What is a Death Cafe? And could we see one soon in Wicklow?

The name might suggest the morbid and macabre, but you’ll soon learn why Wicklow might benefit from having its own Death Cafe.

Described by Deathcafe.com as simply “an event where people drink tea, eat cake and discuss death”, you could be forgiven if you dectect a somewhat sardonic tone permeating the whole concept. However, it’s not all doom and gloom, really, and could even prove an essential tool for Wicklow people to express their uncertainties and live a more well-rounded life.

Death touches our lives in different ways, and many of us would rather not think about it, and this is exactly why the concept of a Death Cafe was formed. It allows us to tackle a very difficult subject in a friendly environment or “safe space”.

For Death Cafes are not necessarily a support group for people who have lost loved ones, they are there for you to discuss your own death, come to terms with the fragility of existence, and allow yourself to live a fuller life knowing that your time on earth is finite and so very precious.

DeathCafe.com say that their events are:

– On a not for profit basis

– In an accessible, respectful and confidential space

– With no intention of leading people to any conclusion, product or course of action

– Alongside refreshing drinks and nourishing food – and cake!

They also provide a how-to guide on organising your very own death cafe.

The first ever death cafe was run by Jon Underwood in Hackney, East London, in 2010 until 2017 when Jon died suddenly in June of that year. Jon’s mother, Susan Barsky Reid, and his sister, Jools Barsky, now run the events in his place. And to hammer home the DIY aspect – the very first death cafe was run from Jon’s own home.

And now they encourage people all over the world to get involved and to establish death cafes of their own.

At first it might have sounded a bit quirky, but there is a movement growing, and it’s centred on building community around likeminded individuals who wish to discuss death in as comfy a manner as possible.

Part therapy, part social event, a death cafe can be anything to anyone, but what is for certain is that there is a growing demand for such events, even in Co. Wicklow (if the community groups are anything to go by), and that this is something we should invest some thoughtful conversation in. Because it’s a conversation worth having.
-------
_Questions_
**A.** According to the Death Cafe article, who ran the first ever death cafe?
**B.** Write out the part of the Death Cafe article starting with "And now they" and going on through "manner as possible.".

[Natural-language object grounding data]
-------
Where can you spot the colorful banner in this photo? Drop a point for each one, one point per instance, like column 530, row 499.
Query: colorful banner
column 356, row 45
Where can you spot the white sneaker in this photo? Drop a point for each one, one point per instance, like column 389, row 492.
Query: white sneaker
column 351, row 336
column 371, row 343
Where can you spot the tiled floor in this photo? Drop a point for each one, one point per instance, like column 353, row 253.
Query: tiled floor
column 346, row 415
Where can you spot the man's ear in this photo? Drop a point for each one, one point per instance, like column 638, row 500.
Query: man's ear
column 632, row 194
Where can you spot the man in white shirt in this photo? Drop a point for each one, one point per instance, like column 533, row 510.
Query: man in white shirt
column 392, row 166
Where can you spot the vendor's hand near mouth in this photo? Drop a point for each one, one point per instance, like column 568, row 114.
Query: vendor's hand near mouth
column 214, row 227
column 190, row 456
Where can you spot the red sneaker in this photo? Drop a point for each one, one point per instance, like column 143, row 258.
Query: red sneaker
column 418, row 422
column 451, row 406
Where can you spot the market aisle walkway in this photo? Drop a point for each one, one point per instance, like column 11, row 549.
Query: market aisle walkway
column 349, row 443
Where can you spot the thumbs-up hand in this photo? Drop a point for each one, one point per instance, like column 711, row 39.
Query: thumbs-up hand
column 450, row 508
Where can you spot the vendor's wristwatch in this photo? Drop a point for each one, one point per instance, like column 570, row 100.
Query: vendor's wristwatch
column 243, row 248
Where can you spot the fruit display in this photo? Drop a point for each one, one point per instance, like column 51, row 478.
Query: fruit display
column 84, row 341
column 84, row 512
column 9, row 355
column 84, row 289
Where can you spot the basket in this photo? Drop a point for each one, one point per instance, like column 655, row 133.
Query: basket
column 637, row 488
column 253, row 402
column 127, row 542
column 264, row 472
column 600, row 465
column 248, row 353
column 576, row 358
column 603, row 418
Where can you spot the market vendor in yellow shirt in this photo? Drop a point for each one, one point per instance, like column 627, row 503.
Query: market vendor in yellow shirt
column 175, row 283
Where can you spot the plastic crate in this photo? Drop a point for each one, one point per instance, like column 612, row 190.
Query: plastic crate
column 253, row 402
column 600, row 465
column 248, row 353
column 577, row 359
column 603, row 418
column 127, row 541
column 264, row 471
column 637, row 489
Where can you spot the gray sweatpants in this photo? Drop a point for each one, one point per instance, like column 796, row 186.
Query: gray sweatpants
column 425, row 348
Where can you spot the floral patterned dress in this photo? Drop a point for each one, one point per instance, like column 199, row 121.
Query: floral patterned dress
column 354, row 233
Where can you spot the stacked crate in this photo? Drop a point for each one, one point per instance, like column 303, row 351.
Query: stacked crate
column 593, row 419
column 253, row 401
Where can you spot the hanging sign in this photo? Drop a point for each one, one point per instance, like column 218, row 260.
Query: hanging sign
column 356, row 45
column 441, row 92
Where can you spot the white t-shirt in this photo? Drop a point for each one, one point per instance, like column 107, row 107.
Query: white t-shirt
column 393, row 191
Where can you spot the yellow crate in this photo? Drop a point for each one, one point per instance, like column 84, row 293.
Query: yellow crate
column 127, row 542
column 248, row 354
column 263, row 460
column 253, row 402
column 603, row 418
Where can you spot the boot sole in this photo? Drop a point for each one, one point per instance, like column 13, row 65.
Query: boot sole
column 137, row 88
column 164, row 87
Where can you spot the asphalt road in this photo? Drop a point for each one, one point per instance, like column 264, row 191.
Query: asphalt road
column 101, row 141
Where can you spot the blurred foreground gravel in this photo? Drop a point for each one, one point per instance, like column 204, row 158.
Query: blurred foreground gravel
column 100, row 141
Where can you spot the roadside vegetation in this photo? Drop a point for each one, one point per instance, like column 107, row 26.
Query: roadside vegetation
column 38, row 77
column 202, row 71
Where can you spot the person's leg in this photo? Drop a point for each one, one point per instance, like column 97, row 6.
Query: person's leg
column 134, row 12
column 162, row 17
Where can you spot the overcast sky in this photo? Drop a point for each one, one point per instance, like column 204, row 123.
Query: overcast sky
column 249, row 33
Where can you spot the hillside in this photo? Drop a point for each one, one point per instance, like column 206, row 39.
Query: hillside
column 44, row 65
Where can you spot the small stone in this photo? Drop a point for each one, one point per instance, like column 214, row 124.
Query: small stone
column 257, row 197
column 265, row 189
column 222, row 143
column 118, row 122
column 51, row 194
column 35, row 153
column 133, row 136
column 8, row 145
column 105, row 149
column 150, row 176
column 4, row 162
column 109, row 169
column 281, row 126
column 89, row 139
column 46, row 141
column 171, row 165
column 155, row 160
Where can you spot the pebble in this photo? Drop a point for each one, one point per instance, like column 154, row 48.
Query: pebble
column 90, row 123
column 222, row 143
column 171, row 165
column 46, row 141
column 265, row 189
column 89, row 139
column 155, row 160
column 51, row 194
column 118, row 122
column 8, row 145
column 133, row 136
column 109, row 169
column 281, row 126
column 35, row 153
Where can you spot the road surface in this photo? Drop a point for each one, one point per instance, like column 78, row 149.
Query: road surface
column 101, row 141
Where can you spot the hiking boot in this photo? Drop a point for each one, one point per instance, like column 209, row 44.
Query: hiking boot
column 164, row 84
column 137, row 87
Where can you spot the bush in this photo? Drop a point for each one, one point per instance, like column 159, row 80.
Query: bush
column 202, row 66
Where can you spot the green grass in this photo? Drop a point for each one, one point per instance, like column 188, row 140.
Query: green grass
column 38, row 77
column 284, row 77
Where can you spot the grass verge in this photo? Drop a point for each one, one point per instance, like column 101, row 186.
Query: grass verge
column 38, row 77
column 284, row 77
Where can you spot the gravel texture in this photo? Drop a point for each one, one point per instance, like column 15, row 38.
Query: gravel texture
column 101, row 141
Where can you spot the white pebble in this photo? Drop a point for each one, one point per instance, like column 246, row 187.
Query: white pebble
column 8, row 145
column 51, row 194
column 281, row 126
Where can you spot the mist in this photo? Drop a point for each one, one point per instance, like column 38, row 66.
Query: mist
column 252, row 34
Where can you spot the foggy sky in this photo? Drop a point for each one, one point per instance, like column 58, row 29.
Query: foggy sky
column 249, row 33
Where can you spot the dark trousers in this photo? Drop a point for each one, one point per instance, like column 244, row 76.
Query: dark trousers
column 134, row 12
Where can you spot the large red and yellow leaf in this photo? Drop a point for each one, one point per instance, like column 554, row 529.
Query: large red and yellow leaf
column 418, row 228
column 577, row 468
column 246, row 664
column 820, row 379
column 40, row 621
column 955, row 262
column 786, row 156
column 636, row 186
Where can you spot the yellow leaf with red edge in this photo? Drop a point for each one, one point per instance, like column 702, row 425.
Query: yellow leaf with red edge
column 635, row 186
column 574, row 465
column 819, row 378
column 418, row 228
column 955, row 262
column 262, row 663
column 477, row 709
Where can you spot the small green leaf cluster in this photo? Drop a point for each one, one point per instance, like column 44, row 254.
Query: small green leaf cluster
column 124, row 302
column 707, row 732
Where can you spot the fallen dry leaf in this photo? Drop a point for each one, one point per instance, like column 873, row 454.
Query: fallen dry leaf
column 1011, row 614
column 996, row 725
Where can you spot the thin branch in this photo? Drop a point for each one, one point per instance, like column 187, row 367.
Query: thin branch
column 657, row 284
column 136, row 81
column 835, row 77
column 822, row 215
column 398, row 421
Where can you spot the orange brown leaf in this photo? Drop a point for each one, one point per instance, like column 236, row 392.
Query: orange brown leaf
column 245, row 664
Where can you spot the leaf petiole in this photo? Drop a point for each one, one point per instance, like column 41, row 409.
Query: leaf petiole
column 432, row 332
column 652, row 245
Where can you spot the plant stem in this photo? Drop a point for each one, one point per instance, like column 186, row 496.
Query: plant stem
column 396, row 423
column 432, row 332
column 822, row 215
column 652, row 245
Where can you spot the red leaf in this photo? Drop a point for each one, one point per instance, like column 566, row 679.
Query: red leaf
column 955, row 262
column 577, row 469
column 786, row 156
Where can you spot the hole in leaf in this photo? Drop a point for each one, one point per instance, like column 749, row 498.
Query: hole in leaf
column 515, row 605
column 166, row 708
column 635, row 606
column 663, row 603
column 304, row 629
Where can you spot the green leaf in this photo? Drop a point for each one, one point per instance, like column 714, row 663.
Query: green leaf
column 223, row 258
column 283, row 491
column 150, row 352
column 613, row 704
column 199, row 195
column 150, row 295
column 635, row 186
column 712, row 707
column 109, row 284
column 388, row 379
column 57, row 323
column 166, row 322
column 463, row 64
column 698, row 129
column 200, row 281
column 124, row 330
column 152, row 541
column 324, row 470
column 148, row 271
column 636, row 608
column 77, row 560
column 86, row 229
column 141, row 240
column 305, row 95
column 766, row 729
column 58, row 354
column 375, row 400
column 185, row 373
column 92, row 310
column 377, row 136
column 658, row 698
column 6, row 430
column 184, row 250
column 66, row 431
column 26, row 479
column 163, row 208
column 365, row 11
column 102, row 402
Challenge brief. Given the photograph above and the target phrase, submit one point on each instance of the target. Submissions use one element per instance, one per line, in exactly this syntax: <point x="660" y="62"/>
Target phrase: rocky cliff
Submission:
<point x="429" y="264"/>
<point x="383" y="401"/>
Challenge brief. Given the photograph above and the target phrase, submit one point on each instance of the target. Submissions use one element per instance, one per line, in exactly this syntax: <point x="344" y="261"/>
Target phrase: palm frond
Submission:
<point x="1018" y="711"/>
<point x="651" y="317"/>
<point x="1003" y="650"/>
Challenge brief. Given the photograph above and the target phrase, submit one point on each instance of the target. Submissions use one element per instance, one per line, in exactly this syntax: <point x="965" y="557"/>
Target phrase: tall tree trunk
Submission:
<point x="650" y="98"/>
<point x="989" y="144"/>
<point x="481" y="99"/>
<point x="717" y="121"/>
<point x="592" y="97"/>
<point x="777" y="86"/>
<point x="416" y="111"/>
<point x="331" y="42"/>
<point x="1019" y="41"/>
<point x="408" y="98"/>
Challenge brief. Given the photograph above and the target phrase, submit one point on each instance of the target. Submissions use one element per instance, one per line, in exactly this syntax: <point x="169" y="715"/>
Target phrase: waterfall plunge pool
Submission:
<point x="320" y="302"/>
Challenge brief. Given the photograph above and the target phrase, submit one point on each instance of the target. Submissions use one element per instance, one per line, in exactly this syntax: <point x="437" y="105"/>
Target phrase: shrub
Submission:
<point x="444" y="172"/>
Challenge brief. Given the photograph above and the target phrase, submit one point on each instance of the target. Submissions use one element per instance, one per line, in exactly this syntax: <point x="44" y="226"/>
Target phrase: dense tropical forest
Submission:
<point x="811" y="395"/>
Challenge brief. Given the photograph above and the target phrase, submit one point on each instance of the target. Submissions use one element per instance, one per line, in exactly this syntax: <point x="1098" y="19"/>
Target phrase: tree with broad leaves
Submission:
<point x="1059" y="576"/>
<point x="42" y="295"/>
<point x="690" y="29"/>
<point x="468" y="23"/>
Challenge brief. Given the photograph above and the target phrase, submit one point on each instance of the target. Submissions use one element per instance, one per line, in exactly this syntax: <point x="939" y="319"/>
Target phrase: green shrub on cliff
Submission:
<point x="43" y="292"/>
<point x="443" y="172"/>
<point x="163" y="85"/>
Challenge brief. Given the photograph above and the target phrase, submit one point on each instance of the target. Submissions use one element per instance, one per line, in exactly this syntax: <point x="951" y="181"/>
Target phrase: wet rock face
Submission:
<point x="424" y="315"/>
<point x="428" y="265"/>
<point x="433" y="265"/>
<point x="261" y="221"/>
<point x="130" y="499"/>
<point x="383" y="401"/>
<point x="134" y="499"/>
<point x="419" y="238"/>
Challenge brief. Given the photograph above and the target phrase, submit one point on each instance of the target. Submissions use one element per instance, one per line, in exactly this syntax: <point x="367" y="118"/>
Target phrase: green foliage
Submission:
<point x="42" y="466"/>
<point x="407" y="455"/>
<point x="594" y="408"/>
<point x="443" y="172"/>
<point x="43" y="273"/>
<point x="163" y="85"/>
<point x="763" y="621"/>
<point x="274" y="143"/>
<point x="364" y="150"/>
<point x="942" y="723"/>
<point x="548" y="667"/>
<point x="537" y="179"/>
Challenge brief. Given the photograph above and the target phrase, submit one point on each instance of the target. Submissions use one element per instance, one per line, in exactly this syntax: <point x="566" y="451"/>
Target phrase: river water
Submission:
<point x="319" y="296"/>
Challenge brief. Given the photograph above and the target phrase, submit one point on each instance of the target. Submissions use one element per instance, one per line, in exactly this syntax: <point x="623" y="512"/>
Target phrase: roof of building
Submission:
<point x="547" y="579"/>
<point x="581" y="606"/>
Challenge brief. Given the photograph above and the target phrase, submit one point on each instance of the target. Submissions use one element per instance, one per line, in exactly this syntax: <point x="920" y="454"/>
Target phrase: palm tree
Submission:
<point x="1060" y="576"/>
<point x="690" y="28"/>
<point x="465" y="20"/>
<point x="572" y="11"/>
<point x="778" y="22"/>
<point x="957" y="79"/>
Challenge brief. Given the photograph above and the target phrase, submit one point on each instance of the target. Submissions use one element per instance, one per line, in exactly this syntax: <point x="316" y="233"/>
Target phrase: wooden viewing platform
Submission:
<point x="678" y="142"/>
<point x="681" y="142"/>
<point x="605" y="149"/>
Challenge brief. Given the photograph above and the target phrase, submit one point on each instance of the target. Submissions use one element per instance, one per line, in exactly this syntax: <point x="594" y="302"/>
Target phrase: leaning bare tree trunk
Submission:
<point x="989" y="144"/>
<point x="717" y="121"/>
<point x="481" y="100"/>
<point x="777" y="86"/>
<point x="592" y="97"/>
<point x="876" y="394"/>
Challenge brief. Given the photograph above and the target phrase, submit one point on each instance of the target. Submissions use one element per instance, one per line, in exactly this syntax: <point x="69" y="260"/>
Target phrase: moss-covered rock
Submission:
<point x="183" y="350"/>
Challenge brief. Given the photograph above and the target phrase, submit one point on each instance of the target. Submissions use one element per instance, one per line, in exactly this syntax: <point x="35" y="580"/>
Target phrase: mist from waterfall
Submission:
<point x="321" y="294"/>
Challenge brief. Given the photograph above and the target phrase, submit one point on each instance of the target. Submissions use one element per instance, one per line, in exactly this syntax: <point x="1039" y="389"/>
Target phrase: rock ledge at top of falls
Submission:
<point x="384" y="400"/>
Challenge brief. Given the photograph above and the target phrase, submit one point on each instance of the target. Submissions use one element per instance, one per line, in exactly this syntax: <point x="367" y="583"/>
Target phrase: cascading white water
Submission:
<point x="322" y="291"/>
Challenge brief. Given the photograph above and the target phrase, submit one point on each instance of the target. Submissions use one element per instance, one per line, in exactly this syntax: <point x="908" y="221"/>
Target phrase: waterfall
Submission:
-------
_Answers to the exercises_
**A.** Jon Underwood

**B.**
And now they encourage people all over the world to get involved and to establish death cafes of their own.

At first it might have sounded a bit quirky, but there is a movement growing, and it’s centred on building community around likeminded individuals who wish to discuss death in as comfy a manner as possible.